>> BEGIN
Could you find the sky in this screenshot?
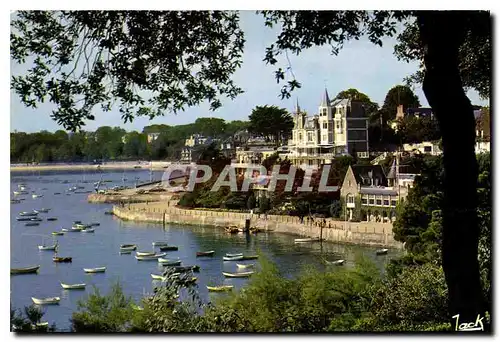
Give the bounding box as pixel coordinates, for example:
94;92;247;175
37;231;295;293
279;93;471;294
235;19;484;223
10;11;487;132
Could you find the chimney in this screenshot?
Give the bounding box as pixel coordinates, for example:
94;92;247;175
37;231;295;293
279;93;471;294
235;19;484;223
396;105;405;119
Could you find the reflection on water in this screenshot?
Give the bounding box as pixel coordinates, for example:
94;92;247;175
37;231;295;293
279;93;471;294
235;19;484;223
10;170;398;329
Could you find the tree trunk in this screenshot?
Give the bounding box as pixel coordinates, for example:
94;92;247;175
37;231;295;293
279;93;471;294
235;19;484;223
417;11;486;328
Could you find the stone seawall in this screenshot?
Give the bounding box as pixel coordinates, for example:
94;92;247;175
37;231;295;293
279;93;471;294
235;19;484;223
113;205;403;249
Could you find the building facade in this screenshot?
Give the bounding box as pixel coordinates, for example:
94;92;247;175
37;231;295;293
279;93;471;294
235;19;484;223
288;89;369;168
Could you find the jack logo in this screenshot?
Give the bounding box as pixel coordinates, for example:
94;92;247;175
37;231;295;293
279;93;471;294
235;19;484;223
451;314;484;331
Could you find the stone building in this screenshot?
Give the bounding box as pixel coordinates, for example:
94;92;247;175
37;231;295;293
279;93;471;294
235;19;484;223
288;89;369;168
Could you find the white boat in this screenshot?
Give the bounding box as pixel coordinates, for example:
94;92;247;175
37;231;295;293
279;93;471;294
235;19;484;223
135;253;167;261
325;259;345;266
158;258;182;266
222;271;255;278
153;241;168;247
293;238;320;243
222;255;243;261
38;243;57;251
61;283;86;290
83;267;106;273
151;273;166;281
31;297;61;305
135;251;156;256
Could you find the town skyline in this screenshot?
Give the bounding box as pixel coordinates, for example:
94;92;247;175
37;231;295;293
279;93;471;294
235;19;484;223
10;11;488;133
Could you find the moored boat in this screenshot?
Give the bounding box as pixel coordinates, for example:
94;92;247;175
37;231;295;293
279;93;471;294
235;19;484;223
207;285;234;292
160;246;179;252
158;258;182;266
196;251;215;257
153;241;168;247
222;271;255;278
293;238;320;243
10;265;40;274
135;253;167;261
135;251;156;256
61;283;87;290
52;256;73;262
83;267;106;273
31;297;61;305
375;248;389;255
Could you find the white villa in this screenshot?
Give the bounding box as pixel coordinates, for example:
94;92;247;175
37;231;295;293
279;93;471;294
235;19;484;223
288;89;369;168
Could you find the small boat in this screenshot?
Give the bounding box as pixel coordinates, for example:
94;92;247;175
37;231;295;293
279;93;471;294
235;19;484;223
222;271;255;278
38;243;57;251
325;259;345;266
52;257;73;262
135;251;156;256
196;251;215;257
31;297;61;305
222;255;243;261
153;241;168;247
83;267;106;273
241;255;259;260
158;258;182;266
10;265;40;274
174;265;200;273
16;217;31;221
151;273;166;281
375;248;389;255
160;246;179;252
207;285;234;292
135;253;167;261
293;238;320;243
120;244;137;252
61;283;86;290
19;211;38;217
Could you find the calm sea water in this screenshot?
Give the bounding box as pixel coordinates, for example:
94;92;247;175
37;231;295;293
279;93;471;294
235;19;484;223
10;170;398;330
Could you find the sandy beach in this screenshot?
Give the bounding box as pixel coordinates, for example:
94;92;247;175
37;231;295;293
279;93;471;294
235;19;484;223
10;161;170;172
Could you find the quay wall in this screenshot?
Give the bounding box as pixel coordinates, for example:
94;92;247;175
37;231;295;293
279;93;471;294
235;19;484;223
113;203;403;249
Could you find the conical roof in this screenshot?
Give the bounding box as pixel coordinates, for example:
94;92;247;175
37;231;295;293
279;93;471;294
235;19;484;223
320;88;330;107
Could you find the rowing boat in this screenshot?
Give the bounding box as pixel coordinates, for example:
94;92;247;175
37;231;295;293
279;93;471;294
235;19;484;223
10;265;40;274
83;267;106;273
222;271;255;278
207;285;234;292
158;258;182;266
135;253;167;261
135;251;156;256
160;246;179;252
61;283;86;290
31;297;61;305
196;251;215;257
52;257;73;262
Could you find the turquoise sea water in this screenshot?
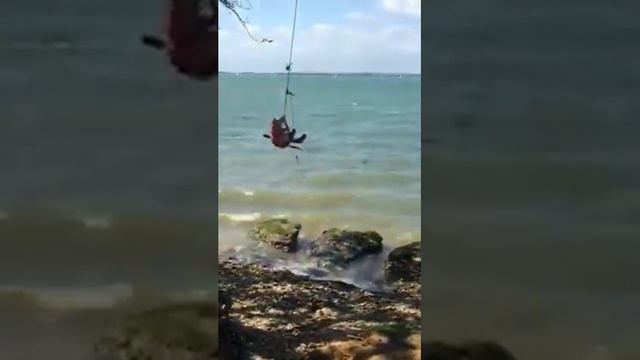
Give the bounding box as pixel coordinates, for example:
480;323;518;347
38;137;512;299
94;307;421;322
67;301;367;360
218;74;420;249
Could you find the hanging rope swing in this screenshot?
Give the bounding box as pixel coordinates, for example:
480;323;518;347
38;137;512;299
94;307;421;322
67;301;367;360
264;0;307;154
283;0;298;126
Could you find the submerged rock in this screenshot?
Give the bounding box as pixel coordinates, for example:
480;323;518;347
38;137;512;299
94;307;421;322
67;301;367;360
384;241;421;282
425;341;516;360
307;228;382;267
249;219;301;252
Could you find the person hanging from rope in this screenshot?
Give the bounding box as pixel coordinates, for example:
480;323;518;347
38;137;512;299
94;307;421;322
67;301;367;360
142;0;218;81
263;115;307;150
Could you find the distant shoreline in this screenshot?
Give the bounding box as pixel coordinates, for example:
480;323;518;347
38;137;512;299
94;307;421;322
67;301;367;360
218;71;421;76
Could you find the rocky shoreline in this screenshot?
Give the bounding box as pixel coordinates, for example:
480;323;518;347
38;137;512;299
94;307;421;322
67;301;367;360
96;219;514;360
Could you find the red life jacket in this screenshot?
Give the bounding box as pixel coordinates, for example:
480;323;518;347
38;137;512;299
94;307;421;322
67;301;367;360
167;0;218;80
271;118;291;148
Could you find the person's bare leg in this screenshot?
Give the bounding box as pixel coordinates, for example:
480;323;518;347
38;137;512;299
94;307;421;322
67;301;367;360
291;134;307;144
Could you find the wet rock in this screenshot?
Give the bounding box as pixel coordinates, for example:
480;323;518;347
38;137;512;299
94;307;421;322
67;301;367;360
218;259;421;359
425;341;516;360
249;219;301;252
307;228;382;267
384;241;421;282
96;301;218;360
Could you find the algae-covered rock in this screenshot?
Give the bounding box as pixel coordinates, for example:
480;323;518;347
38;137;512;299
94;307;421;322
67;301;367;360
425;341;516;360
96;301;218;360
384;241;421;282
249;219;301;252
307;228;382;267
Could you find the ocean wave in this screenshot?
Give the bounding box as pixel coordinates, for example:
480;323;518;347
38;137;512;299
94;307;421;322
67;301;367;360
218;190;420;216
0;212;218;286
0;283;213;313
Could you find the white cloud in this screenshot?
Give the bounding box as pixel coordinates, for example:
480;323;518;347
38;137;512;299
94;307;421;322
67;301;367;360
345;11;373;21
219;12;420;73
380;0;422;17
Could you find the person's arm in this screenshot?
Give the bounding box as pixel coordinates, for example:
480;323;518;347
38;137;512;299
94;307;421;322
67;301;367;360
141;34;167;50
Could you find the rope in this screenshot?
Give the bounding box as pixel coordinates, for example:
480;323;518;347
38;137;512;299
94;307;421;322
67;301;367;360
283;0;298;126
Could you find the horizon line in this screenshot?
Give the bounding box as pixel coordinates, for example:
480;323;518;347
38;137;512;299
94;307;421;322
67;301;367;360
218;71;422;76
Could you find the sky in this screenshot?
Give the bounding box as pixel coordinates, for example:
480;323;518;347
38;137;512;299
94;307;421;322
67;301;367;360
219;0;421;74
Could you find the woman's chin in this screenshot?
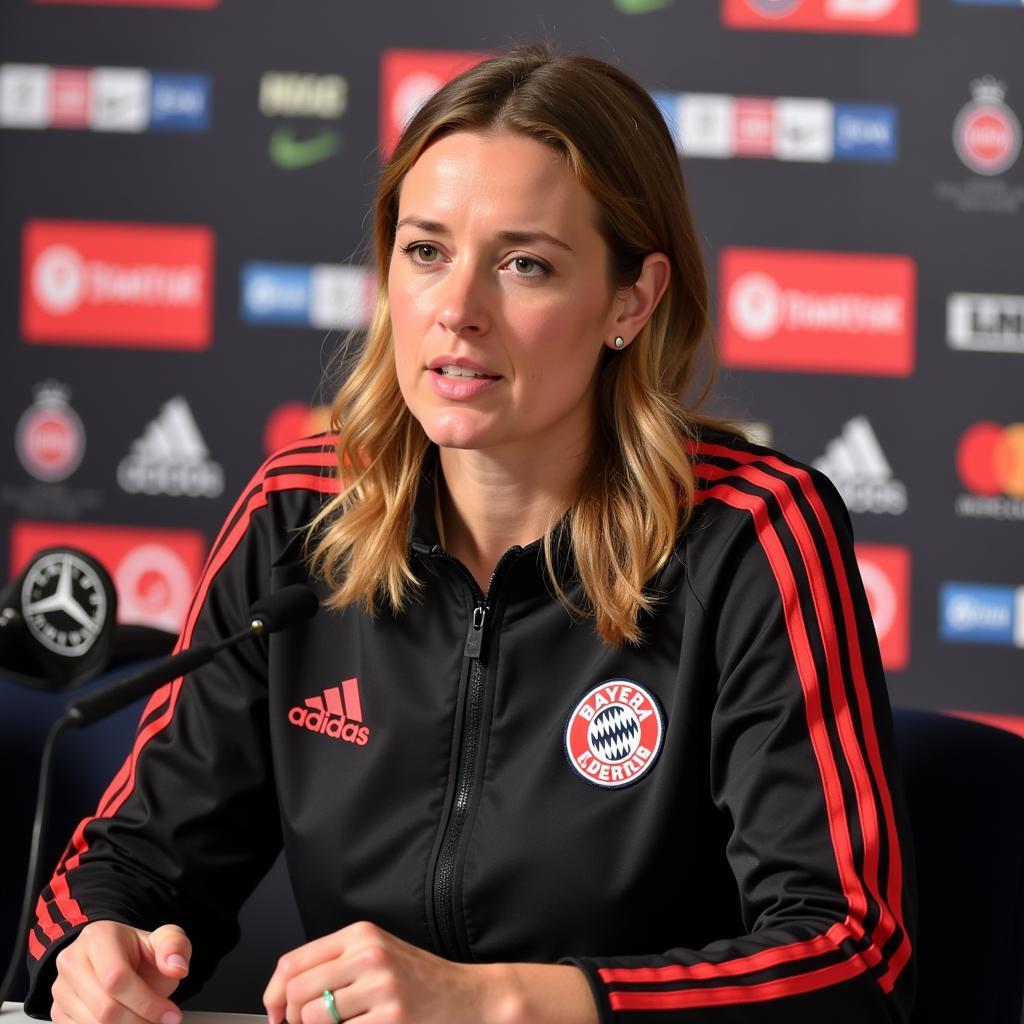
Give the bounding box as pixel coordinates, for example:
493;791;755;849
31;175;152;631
>> END
**TASK TO COMPLETE:** Reproduce the listing above with every "screenshot" swapped for "photo", keeping everything else unchanged. Leave the pictures out of your answer.

**ANSWER TO THE EXERCISE:**
Could you find the sky in this photo?
Give the bounding box as pixel coordinates, for example:
94;92;247;175
37;231;295;293
279;93;471;294
235;19;484;223
10;11;487;132
Could you find the chimney in this photo?
Give the bounding box as pixel coordinates, for example:
94;92;247;175
37;231;295;293
279;93;471;294
235;19;484;223
396;105;405;119
Could you find the reflection on water in this photo?
Give the bounding box as pixel coordinates, for example:
94;92;247;175
37;231;295;293
279;93;471;294
235;19;484;223
10;170;398;329
Could you find the tree trunk in this photo?
Give the bounding box as pixel coordinates, for example:
94;92;247;175
37;231;295;293
279;93;471;294
235;19;484;223
417;11;486;328
Could you find the stone seawall in this photo?
Give the bounding box as pixel coordinates, for example:
94;92;247;175
37;231;295;293
279;93;471;294
235;19;484;223
113;205;403;249
Could you find the building facade in this photo?
Give the bounding box as pixel coordinates, for example:
94;92;247;175
37;231;295;293
279;93;471;294
235;19;484;223
288;89;369;168
Could you find the jack logo in this photo?
Give the bounding box as pixel coordinates, for example:
94;92;247;175
37;231;295;293
279;93;471;294
235;19;484;223
451;314;484;331
Could you find the stone building in this photo?
Give the bounding box as pixel coordinates, for example:
94;92;247;175
37;231;295;293
279;93;471;294
235;19;484;223
288;89;369;168
Could you find the white boat in this photo?
Give the bounding box as pixel coordinates, for example:
94;92;247;175
37;231;295;293
279;93;471;294
235;19;484;223
135;253;167;261
325;259;345;266
158;258;182;266
222;271;255;278
153;241;168;247
293;238;320;243
222;255;243;261
38;243;57;251
61;283;86;290
83;267;106;273
151;273;166;281
31;297;61;305
135;251;156;256
Could you find the town skyline in this photo?
Give the bounding box as pixel coordinates, for example:
94;92;247;175
37;231;295;293
279;93;471;294
235;19;484;223
10;11;488;133
Could you find the moored boat in this photo?
Give the bounding box as pixel coordinates, for example:
94;92;247;175
37;231;295;293
279;93;471;294
235;19;484;223
207;285;234;292
160;246;179;252
158;258;182;266
196;251;215;257
153;241;168;247
222;271;255;278
293;238;320;243
10;265;40;274
135;253;167;261
135;251;156;256
61;283;87;290
52;256;73;262
83;267;106;273
31;297;61;305
375;248;389;255
Could you find the white villa in this photo?
Give the bounding box as pixel coordinates, for example:
94;92;247;175
37;231;295;293
279;93;471;294
235;19;484;223
288;89;369;168
Could you find the small boat in this photo?
Give the bounding box as pixel coordinates, for example:
94;92;247;175
37;231;295;293
279;93;471;294
235;19;484;223
222;271;255;278
38;243;57;251
325;259;345;266
52;257;73;262
135;251;156;256
196;251;215;257
31;297;61;305
222;255;243;261
153;241;168;247
83;267;106;273
241;255;259;260
158;258;182;266
10;265;40;274
174;265;200;273
16;217;31;221
151;273;166;281
375;248;389;255
160;246;179;252
207;285;234;292
135;253;167;261
293;238;320;243
120;244;137;252
61;283;86;290
19;211;38;217
Could you find the calm sea water in this photo?
Give the bounding box as pixel coordinates, for example:
94;92;247;175
37;231;295;293
279;93;471;294
235;19;484;223
10;170;398;330
Could you find the sandy beach in this photo?
Give the bounding box as pixel coordinates, for example:
94;92;247;175
37;231;295;293
279;93;471;294
235;19;484;223
10;161;170;172
Could you find the quay wall in this photo?
Give the bounding box as pixel coordinates, for example:
94;92;247;175
37;231;295;293
279;93;471;294
235;19;484;223
113;203;403;249
Could you find the conical roof in this photo?
Give the bounding box as pixel coordinates, for example:
94;92;247;175
37;231;295;293
279;93;471;294
235;19;484;223
320;88;330;107
Could you find the rowing boat in this photo?
Give the bounding box as pixel coordinates, for example:
94;92;247;175
37;231;295;293
279;93;471;294
235;19;484;223
10;265;40;274
83;267;106;273
222;271;255;278
207;285;234;292
158;258;182;266
135;253;167;261
135;251;156;256
160;246;179;252
61;283;86;290
31;297;61;305
196;251;215;257
52;257;73;262
Could you find the turquoise sea water in this photo?
Give the bounding box as pixel coordinates, for example:
480;323;518;347
38;137;512;299
94;307;421;322
67;301;367;360
218;74;420;249
Could you find the hanging rope swing in this photo?
Give the bounding box as pixel coordinates, for example:
480;323;518;347
38;137;512;299
94;307;421;322
67;301;367;360
264;0;307;154
283;0;298;126
Could you find the submerged rock in this photo?
Give the bounding box as pixel coordinates, for example:
480;323;518;347
38;137;512;299
94;307;421;322
67;301;367;360
384;241;421;282
425;341;516;360
307;228;382;267
249;219;301;252
Could you find the person hanging from rope in this photo?
Give the bounding box as pixel coordinates, for example:
480;323;518;347
38;137;512;299
94;307;421;322
67;301;367;360
142;0;218;81
263;115;307;150
Could you find the distant shoreline in this photo?
Give the bounding box as pixel coordinates, for example:
480;323;518;347
38;137;512;299
94;307;421;322
67;301;367;360
218;71;421;76
Could you find the rocky shoreline in this photo?
Give the bounding box as pixel coordinates, for example:
480;323;518;347
38;137;512;299
94;307;421;322
67;301;367;360
96;219;514;360
Could you find the red life jacket in this photo?
Give the bounding box as pixel coordinates, for example:
480;323;518;347
38;137;512;299
94;307;421;322
67;301;367;360
167;0;218;80
271;118;291;148
Could you find the person's bare leg in this photo?
Give the bounding box as pixel coordinates, for example:
480;323;518;347
38;137;512;299
94;307;421;322
67;301;367;360
291;134;307;144
Could you find the wet rock in this photo?
Give the bounding box as pixel coordinates, for example:
480;323;518;347
38;137;512;299
94;307;421;322
67;301;367;360
218;259;421;359
425;341;516;360
249;219;301;252
307;228;382;267
384;241;421;282
96;301;218;360
Could you find the algae-covered rock in this photo?
Give the bounding box as pixel coordinates, for example:
480;323;518;347
38;137;512;299
94;307;421;322
67;301;367;360
425;341;516;360
96;301;218;360
384;241;421;282
249;219;301;252
307;228;382;267
Could you find the ocean wave in this photo?
Give the bounding box as pixel coordinates, for example:
480;323;518;347
38;137;512;299
94;307;421;322
67;301;367;360
218;190;420;216
0;212;218;286
0;283;213;313
Could you find the white cloud in this photo?
Give the bounding box as pixel coordinates, for example:
480;323;518;347
38;137;512;299
94;307;421;322
67;301;367;360
345;11;373;21
219;12;420;73
380;0;422;17
Could you find the person's arm in this photo?
Give the bounding box as pixel coordinates, for example:
480;323;518;347
38;137;512;299
94;307;421;322
67;301;367;360
141;34;167;50
Could you find the rope in this photo?
Give the bounding box as pixel coordinates, for example:
480;323;518;347
38;137;512;299
94;307;421;322
67;301;367;360
283;0;298;126
Could you find the horizon line in this photo?
Give the bounding box as pixel coordinates, for example:
480;323;518;347
38;137;512;299
94;307;421;322
67;301;367;360
218;71;422;76
Could you find the sky in this photo?
Give the bounding box as pixel coordinates, for example:
480;323;518;347
38;137;512;299
94;307;421;322
67;301;367;360
219;0;421;74
Could you find the woman's chin in this photo?
Give the bounding box as pixel coordinates, for example:
493;791;755;849
31;175;152;631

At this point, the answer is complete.